WHAT YOU HAVE TO DO:
Return the whole listing exactly as it stands.

Saved entries:
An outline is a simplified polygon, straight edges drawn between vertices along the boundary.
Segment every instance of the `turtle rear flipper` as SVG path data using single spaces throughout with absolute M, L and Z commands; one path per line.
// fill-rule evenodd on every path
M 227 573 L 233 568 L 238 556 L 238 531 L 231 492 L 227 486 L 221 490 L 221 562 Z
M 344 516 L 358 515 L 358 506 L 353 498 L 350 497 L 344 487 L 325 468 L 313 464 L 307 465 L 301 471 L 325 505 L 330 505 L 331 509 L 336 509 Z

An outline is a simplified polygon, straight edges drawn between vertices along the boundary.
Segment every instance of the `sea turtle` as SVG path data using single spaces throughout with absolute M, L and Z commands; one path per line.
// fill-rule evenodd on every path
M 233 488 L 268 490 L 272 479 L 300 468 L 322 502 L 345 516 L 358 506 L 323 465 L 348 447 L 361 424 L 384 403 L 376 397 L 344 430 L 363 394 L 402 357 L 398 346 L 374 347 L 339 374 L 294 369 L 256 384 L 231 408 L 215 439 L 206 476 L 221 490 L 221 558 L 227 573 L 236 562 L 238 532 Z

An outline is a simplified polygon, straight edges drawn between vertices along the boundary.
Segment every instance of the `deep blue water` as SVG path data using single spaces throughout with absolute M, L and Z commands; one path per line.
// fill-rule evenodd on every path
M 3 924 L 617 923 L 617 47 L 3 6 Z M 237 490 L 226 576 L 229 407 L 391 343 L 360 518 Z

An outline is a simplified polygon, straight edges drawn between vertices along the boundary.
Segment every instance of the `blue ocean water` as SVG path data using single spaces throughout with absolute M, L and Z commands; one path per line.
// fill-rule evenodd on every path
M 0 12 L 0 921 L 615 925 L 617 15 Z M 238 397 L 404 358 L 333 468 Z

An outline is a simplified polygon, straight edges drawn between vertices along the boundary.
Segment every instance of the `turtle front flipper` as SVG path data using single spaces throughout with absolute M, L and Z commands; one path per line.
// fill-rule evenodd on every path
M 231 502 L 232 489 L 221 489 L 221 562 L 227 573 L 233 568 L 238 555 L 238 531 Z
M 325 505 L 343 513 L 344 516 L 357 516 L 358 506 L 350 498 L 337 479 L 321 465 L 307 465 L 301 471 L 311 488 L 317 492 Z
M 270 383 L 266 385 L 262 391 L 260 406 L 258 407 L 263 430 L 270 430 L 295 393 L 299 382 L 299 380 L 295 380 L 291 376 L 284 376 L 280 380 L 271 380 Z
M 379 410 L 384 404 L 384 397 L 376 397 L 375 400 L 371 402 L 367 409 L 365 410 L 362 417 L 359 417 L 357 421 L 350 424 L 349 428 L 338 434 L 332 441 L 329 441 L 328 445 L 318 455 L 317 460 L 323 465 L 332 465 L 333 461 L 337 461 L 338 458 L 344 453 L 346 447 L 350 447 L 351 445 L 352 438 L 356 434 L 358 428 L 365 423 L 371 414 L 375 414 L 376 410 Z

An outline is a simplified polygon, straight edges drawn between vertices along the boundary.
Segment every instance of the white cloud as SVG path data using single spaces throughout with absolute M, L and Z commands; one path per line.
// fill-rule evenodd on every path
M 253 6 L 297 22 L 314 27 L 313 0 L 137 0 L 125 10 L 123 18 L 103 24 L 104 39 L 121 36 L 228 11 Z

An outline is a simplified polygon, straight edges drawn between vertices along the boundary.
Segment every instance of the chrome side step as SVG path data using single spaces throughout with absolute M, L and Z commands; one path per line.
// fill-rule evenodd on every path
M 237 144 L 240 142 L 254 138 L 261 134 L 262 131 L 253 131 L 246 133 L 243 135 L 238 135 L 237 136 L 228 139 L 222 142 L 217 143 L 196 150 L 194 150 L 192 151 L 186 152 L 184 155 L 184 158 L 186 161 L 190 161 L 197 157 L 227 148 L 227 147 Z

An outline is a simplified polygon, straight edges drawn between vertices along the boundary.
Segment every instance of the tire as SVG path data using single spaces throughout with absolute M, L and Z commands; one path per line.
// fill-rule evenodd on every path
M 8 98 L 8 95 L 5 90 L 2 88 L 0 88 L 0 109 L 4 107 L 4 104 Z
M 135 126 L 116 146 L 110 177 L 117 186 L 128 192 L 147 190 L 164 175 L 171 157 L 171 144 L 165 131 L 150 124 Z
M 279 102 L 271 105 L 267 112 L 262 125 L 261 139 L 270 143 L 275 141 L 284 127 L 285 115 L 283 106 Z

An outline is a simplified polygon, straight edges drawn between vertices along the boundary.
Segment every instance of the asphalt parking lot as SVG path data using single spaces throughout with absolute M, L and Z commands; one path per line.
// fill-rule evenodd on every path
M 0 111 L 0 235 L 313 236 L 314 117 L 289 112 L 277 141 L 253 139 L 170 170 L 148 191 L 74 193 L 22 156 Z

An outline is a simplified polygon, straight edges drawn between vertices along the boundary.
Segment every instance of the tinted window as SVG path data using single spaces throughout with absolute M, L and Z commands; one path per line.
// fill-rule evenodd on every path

ANSWER BELOW:
An outline is a simplified polygon, straight edges drawn between vertices along the boundary.
Segment every instance of the `turtle rear flipper` as SVG path data using single spaces throughout with absolute M, L and Z commands; one path per line.
// fill-rule evenodd on every path
M 227 573 L 233 568 L 238 556 L 238 531 L 231 492 L 227 486 L 221 490 L 221 562 Z
M 344 516 L 358 515 L 358 506 L 353 498 L 350 497 L 344 487 L 325 468 L 313 464 L 307 465 L 301 471 L 325 505 L 330 505 L 331 509 L 336 509 Z

An outline is a simplified polygon, straight edges drawn between vertices along the boundary.
Segment every instance of the `sea turtle` as SVG path data using single spaces throughout with absolute M, L and Z commands; one path per line.
// fill-rule evenodd on every path
M 233 488 L 268 490 L 272 479 L 300 468 L 322 502 L 345 516 L 358 506 L 323 465 L 348 447 L 361 424 L 384 403 L 376 397 L 344 430 L 363 394 L 402 357 L 398 346 L 374 347 L 339 374 L 294 369 L 256 384 L 231 408 L 215 439 L 206 476 L 221 490 L 221 558 L 227 573 L 236 562 L 238 532 Z

An outline is a simplified polygon, straight edges drawn between vertices along the boundary.
Segment every instance of the `deep blue water` as SVG path data using single spaces throughout with absolute M, L and Z commands; one path per line.
// fill-rule evenodd on every path
M 3 924 L 617 923 L 617 47 L 3 6 Z M 237 490 L 226 576 L 229 407 L 391 343 L 360 518 Z

An outline is a simplified polygon, straight edges drawn between vertices along the boundary.
Segment every instance of the `blue ocean water` as SVG path data using single spaces throughout with absolute M, L and Z commands; one path per line.
// fill-rule evenodd on every path
M 0 12 L 0 921 L 615 925 L 617 15 Z M 238 397 L 404 358 L 333 468 Z

An outline is a simplified polygon, straight edges drawn between vertices along the boundary.
Segment every instance of the `turtle front flipper` as SVG path data using single spaces throughout with absolute M, L and Z commands; one path per line.
// fill-rule evenodd on every path
M 231 502 L 232 489 L 221 489 L 221 562 L 227 573 L 233 568 L 238 555 L 238 531 Z
M 325 505 L 343 513 L 344 516 L 357 516 L 358 506 L 350 498 L 337 479 L 321 465 L 307 465 L 301 471 L 311 488 L 317 492 Z
M 270 383 L 266 385 L 262 391 L 260 406 L 258 407 L 263 430 L 270 430 L 295 393 L 299 382 L 299 380 L 295 380 L 291 376 L 284 376 L 280 380 L 271 380 Z
M 379 410 L 384 404 L 384 397 L 376 397 L 375 400 L 371 402 L 367 409 L 365 410 L 362 417 L 359 417 L 357 421 L 350 424 L 349 428 L 338 434 L 332 441 L 329 441 L 328 445 L 318 455 L 317 460 L 323 465 L 332 465 L 333 461 L 337 461 L 338 458 L 344 453 L 346 447 L 350 447 L 351 445 L 352 438 L 356 434 L 358 428 L 365 423 L 371 414 L 375 414 L 376 410 Z

An outline is a simplified polygon, straight edges drawn between vertices along the boundary.
Segment every instance of the white cloud as SVG path data using single spaces throughout with absolute M, L and Z commands; one path per line.
// fill-rule evenodd on every path
M 253 6 L 297 22 L 314 27 L 313 0 L 137 0 L 125 10 L 123 18 L 103 24 L 104 39 L 121 36 L 228 11 Z

An outline is a simplified polygon, straight edges drawn between vertices along the boundary.
Segment every instance of the chrome side step as SVG path data using single spaces throughout with absolute M, L and Z commands; one path per line.
// fill-rule evenodd on every path
M 237 144 L 240 142 L 254 138 L 261 134 L 262 131 L 253 131 L 246 133 L 243 135 L 238 135 L 237 136 L 228 139 L 222 142 L 217 143 L 196 150 L 194 150 L 192 151 L 186 152 L 184 155 L 184 158 L 186 161 L 190 161 L 197 157 L 227 148 L 227 147 Z

An outline is a simplified polygon, straight edges drawn between vertices along the boundary.
Segment every instance of the tire as SVG path data using single spaces throughout with absolute M, L and Z commands; one path per line.
// fill-rule evenodd on every path
M 8 98 L 8 95 L 5 90 L 2 88 L 0 88 L 0 109 L 4 107 L 4 104 Z
M 135 126 L 116 146 L 110 177 L 117 186 L 128 192 L 147 190 L 164 175 L 171 157 L 171 144 L 165 131 L 150 124 Z
M 279 102 L 271 105 L 267 112 L 262 125 L 261 139 L 270 143 L 275 141 L 284 127 L 285 115 L 283 106 Z

An outline is a simplified polygon, straight edges drawn between vertices along the boundary.
Segment every instance of the asphalt parking lot as SVG path data using single spaces throughout with absolute M, L and Z commands; one path per line.
// fill-rule evenodd on every path
M 0 111 L 0 235 L 313 236 L 314 117 L 289 112 L 277 141 L 253 139 L 170 170 L 148 191 L 74 193 L 22 156 Z

An outline is a simplified polygon, straight edges drawn between vertices along the boundary.
Segment every instance of the tinted window as SVG path data using single spaces throughout with absolute M, L and Z commands; one path per line.
// fill-rule evenodd on every path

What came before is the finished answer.